WORK TO BE COMPLETED — This exercise calls for every record to be set down again, exactly and in full.

INFORMATION SHOWN START

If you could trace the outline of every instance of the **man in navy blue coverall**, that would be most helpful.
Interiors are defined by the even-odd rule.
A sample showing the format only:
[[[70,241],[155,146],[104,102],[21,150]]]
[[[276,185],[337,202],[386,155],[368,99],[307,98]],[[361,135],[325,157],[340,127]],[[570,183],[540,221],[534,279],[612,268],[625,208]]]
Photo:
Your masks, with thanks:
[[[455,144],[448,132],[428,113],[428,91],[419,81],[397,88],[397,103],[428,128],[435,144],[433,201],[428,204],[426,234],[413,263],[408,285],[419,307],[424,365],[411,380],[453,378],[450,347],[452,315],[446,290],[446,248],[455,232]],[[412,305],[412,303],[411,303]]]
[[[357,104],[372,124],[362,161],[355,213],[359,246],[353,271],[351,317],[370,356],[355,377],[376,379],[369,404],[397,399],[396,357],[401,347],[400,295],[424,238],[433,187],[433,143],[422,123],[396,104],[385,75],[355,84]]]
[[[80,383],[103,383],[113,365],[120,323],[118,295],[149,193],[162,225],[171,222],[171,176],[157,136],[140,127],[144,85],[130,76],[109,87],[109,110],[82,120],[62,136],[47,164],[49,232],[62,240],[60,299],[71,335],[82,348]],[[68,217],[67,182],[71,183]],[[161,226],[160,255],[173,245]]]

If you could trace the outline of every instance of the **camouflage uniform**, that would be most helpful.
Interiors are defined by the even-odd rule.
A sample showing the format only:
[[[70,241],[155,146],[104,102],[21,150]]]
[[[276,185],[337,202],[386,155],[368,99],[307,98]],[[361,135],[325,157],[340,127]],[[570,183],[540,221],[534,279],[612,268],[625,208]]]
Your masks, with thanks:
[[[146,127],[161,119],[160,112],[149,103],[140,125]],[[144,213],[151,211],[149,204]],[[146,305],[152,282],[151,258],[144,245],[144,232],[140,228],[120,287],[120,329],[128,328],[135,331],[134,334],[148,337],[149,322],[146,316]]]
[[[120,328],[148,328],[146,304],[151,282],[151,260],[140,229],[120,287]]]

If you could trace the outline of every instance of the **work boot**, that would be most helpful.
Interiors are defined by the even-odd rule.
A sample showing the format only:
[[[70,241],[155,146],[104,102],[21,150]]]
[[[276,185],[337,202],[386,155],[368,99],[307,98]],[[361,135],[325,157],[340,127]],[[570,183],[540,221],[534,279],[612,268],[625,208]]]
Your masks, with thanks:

INFORMATION SHOWN END

RESPONSE TO THE TASK —
If you could trace the outline of every instance of the **man in navy blue coverall**, that would be most helpful.
Interiors are defined by the even-odd rule.
A sample showing the format only:
[[[70,241],[155,146],[104,102],[21,150]]]
[[[276,185],[337,202],[386,155],[368,99],[307,98]],[[361,135],[325,157],[340,127]],[[570,183],[540,221],[534,279],[612,268],[625,208]]]
Photo:
Your masks, with thanks:
[[[455,144],[448,132],[428,113],[428,91],[419,81],[397,88],[397,103],[428,128],[435,144],[433,201],[428,204],[426,234],[413,263],[408,285],[419,307],[424,365],[411,380],[453,378],[450,347],[452,315],[446,290],[446,248],[455,232]],[[412,305],[412,303],[411,303]]]
[[[357,104],[372,124],[362,161],[355,213],[359,246],[353,271],[351,317],[370,356],[355,377],[376,379],[369,404],[397,399],[396,357],[401,347],[400,295],[424,238],[433,187],[433,143],[422,123],[396,104],[385,75],[355,84]]]
[[[80,383],[103,383],[113,365],[120,323],[118,295],[149,193],[162,225],[171,222],[171,176],[157,136],[140,127],[144,85],[130,76],[109,87],[109,110],[82,120],[62,136],[47,164],[49,232],[62,240],[60,299],[71,335],[82,348]],[[68,217],[67,182],[71,183]],[[161,226],[160,255],[173,245]]]

If you could trace the outline of every instance of the **camouflage uniform**, that would be most helpful.
Interiors are defined by the even-odd rule.
A sample showing the format only:
[[[70,241],[155,146],[104,102],[21,150]]]
[[[276,185],[337,202],[386,155],[368,99],[307,98]],[[361,135],[325,157],[340,127]],[[570,183],[540,221],[534,279],[612,268],[625,208]]]
Your masks, with thanks:
[[[146,127],[161,119],[160,112],[149,103],[140,125]],[[144,213],[151,211],[149,204]],[[146,305],[152,282],[151,258],[144,245],[144,232],[140,228],[120,287],[120,329],[128,328],[135,331],[134,334],[148,337],[149,322],[146,316]]]
[[[120,328],[148,328],[146,304],[151,282],[151,260],[140,229],[120,287]]]

If you could trace the outline of every instance of the **work boot**, that would be most helpful.
Interiors are defined by the even-odd rule.
A sample showing the format only:
[[[70,241],[155,146],[104,102],[21,150]]]
[[[276,185],[337,202],[386,155],[368,99],[307,98]],[[361,135],[325,157],[340,127]],[[570,183],[540,221],[534,279],[612,268],[625,208]]]
Your masks, with thanks:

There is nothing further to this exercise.